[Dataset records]
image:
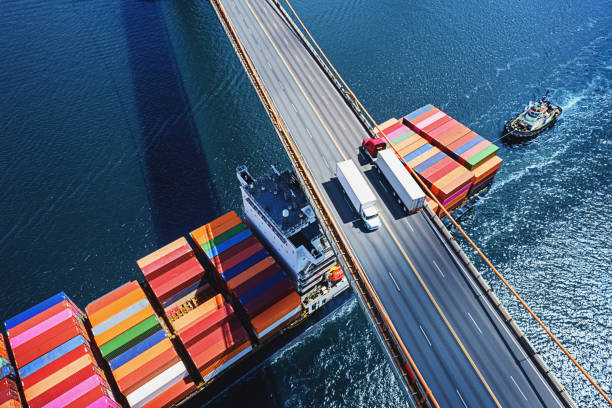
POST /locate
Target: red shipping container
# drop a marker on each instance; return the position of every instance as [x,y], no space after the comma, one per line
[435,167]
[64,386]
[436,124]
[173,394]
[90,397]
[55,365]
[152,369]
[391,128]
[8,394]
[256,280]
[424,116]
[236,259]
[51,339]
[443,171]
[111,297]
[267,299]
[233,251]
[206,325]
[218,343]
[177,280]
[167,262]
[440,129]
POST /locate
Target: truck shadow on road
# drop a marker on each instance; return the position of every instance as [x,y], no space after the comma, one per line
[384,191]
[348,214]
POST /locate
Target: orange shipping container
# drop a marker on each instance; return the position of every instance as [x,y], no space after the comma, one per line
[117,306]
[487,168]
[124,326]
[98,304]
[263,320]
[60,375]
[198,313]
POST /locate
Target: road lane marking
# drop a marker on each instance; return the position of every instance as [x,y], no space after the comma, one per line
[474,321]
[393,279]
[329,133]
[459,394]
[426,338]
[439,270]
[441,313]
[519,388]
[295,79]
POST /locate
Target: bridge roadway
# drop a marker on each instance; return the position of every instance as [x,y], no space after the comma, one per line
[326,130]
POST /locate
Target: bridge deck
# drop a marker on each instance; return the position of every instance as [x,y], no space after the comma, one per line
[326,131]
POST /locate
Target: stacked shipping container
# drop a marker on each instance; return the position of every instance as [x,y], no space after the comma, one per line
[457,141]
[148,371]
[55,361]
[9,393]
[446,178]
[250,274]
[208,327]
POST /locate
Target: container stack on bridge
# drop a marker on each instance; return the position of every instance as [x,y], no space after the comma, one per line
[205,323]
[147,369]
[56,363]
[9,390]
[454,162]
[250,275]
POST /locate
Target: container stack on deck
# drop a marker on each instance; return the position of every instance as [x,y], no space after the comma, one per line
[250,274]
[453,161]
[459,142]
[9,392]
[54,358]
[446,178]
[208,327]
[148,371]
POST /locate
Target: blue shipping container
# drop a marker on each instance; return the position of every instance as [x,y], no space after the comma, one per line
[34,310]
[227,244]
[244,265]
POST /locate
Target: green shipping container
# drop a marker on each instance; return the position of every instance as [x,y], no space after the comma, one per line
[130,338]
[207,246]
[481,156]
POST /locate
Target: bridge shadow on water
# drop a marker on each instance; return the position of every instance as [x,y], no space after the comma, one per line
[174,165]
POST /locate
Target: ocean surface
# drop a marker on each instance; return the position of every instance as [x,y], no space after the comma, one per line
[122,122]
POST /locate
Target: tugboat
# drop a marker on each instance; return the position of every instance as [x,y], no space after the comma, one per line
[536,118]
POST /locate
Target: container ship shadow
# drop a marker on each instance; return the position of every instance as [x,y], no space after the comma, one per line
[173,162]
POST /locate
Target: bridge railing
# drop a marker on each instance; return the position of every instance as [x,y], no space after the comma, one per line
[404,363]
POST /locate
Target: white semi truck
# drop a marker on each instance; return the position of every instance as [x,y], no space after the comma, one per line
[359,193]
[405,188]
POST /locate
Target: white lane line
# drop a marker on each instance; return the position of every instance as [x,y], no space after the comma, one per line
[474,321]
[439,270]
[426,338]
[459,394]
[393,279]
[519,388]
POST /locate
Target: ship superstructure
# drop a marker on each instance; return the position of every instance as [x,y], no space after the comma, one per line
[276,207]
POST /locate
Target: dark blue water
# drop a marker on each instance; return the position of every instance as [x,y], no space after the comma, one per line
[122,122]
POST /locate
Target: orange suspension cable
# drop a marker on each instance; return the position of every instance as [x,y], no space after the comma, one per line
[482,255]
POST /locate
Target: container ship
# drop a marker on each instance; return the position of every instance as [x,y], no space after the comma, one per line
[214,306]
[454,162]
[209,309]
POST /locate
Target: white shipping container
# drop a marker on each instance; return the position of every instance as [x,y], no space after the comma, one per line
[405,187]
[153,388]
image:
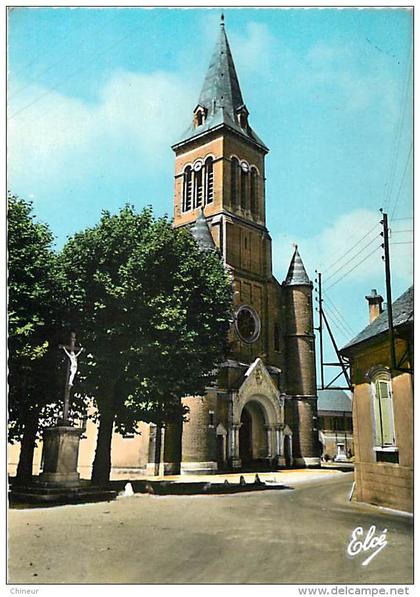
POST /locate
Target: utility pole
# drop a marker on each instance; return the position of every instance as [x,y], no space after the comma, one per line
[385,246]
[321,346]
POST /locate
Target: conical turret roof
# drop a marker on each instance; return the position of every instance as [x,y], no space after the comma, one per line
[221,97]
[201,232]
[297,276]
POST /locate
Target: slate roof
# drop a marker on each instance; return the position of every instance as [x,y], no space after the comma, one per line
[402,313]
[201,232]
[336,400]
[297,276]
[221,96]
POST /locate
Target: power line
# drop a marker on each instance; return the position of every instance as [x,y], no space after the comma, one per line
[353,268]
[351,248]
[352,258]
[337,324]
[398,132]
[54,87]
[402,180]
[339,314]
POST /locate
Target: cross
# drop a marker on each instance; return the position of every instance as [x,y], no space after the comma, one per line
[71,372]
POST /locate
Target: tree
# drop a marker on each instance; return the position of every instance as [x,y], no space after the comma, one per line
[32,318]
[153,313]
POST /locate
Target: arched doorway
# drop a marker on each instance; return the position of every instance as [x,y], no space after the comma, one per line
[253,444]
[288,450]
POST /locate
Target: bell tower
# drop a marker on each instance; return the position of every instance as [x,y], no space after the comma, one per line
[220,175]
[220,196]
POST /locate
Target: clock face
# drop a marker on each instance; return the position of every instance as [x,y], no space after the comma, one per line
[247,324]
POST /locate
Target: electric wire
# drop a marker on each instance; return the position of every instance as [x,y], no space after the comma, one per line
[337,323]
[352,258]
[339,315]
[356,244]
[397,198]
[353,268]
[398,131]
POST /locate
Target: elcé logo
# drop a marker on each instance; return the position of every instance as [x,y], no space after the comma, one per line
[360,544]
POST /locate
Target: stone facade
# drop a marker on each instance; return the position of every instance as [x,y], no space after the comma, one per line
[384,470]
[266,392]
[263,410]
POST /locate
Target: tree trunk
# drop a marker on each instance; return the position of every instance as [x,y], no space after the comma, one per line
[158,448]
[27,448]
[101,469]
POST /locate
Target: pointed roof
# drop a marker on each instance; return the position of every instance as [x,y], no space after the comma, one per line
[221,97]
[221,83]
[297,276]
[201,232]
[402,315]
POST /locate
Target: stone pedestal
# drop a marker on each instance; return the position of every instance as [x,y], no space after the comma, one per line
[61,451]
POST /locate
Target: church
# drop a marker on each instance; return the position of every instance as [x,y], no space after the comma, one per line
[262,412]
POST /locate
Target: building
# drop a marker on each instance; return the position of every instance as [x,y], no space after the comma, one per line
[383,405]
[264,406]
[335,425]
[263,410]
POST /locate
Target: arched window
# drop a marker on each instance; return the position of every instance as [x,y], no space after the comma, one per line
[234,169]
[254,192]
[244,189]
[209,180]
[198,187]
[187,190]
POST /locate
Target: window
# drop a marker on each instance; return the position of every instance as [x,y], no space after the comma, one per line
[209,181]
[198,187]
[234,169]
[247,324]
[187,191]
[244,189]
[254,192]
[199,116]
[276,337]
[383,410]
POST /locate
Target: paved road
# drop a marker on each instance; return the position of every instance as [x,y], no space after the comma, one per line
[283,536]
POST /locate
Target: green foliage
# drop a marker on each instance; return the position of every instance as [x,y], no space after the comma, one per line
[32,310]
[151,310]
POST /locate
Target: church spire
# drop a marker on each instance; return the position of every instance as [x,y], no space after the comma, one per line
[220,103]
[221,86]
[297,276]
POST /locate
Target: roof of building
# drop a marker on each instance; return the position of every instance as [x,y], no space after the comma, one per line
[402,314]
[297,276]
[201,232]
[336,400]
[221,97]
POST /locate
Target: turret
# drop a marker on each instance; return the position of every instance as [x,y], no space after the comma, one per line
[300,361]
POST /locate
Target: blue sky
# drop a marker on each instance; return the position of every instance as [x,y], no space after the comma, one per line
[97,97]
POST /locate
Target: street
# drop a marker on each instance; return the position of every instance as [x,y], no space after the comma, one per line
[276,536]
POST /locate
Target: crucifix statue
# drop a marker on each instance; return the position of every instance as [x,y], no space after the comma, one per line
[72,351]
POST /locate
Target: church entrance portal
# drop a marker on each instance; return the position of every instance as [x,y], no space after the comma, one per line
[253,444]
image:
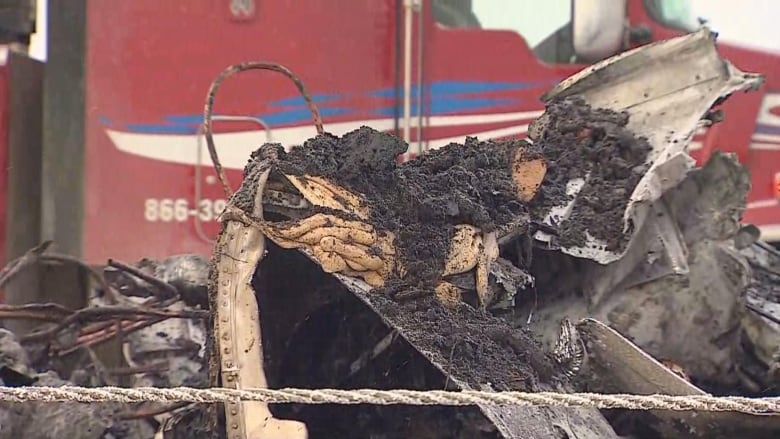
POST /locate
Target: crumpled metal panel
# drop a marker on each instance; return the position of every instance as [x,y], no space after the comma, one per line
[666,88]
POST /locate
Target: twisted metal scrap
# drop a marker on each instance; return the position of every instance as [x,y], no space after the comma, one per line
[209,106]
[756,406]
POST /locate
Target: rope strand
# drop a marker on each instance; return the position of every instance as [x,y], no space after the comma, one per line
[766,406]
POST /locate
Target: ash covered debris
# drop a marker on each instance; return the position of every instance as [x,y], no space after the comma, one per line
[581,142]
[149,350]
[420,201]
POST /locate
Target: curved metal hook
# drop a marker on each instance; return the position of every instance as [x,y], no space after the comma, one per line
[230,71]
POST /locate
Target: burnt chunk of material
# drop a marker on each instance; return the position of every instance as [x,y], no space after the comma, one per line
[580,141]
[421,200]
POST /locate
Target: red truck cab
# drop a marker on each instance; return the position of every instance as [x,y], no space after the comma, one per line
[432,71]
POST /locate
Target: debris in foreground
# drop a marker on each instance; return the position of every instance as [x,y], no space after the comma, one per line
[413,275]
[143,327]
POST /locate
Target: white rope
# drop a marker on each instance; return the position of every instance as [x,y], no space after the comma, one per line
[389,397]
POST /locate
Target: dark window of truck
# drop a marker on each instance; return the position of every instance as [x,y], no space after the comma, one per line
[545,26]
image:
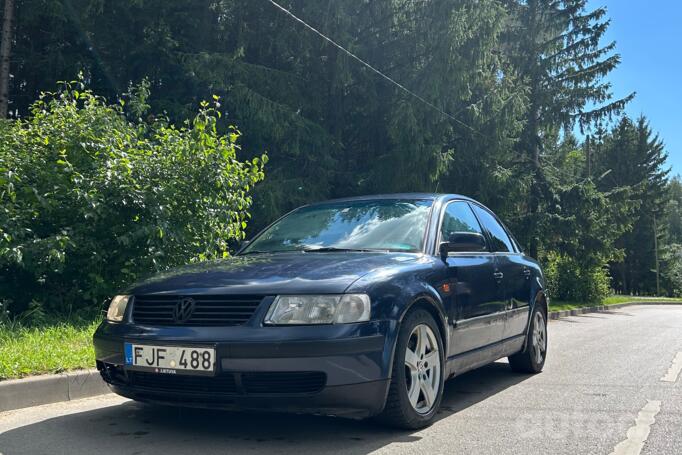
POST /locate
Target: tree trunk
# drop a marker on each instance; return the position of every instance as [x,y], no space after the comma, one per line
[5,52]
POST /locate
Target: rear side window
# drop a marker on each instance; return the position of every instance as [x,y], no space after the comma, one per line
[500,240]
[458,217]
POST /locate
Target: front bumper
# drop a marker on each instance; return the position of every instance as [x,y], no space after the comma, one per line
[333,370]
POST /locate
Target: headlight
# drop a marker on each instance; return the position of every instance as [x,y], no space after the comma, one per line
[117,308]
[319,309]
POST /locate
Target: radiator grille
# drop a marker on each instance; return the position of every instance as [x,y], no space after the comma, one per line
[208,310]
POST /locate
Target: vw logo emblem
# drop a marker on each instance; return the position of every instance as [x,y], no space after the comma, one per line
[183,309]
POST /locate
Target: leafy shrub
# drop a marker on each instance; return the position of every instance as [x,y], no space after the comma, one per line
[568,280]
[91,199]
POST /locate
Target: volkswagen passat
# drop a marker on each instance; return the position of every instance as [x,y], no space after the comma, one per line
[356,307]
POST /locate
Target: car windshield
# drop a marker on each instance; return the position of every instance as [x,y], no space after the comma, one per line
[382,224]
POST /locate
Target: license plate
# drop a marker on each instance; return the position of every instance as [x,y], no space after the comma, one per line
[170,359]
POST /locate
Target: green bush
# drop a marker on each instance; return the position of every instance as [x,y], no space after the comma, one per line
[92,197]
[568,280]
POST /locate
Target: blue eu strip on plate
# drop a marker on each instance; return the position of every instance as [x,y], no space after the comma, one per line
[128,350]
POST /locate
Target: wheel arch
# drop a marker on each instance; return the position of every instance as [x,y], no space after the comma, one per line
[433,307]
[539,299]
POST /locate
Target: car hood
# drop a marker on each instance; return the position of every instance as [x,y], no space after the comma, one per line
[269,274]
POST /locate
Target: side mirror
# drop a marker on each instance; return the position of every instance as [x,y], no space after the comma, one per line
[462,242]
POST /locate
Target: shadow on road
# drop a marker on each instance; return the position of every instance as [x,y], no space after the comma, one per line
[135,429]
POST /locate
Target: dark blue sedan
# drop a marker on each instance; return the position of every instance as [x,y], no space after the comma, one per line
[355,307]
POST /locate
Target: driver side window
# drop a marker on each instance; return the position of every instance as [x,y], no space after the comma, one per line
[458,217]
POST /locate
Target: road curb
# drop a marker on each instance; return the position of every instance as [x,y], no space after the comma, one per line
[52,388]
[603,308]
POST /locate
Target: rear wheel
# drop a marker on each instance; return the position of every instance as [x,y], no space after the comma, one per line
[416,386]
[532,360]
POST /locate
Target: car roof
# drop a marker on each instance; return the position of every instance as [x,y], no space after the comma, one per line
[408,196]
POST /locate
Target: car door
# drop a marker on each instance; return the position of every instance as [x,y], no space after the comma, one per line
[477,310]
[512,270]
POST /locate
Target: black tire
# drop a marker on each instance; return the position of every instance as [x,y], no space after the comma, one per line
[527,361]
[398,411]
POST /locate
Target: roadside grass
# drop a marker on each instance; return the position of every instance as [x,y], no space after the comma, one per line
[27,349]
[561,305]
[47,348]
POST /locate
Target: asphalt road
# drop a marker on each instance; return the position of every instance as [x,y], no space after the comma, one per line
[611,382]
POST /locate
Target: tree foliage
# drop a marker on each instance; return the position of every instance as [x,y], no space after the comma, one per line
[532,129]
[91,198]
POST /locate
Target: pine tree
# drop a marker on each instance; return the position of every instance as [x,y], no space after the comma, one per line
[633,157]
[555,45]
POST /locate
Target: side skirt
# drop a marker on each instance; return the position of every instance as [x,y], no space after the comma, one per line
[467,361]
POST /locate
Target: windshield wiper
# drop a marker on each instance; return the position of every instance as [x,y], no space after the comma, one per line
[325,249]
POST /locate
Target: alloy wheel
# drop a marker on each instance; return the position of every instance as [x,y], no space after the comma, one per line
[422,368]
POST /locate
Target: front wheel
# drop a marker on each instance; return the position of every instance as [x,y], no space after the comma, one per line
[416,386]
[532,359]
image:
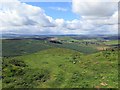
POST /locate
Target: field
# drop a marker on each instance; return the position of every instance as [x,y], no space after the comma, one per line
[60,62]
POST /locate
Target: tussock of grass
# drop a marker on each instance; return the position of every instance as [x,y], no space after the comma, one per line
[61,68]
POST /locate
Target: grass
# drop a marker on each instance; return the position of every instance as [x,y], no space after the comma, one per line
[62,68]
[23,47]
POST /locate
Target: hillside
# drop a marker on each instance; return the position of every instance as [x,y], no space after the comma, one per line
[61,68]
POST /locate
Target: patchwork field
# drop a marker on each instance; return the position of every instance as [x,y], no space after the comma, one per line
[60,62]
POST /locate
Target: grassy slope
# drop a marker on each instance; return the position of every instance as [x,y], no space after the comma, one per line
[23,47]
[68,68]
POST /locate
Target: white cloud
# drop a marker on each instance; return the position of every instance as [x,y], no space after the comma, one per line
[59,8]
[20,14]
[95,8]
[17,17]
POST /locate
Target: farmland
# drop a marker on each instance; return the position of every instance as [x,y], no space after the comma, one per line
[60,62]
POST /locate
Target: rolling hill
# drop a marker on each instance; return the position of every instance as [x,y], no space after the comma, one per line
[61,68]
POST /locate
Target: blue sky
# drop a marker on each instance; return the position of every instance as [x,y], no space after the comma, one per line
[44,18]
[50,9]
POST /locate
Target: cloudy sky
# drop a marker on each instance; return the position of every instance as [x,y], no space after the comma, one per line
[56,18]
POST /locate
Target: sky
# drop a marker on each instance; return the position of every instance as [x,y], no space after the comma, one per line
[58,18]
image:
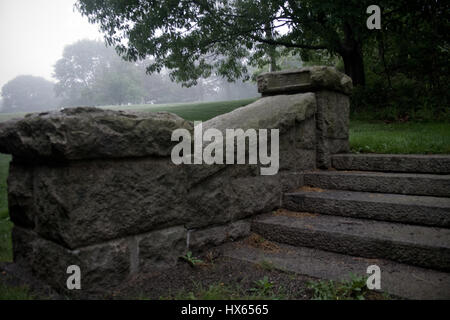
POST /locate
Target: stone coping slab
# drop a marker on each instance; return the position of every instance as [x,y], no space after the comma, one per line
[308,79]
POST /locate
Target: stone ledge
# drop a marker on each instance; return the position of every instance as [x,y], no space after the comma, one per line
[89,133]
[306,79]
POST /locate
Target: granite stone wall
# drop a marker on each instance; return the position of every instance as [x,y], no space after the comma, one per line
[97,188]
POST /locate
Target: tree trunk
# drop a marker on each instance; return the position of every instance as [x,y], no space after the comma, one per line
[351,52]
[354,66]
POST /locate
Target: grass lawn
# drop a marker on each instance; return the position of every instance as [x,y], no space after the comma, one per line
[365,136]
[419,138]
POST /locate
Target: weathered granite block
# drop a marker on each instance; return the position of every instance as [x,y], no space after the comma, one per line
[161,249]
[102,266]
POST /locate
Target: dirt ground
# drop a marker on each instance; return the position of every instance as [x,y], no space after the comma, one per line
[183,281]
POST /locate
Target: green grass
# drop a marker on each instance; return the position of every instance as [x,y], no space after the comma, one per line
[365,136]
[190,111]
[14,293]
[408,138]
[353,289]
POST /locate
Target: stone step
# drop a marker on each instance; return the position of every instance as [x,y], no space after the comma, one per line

EXERCISE AIM »
Pick out each line above that contains the word "wheel", and copy those lines.

RESULT OF THE TASK »
Target: wheel arch
Target: rear wheel
Target: alloy wheel
Target: front wheel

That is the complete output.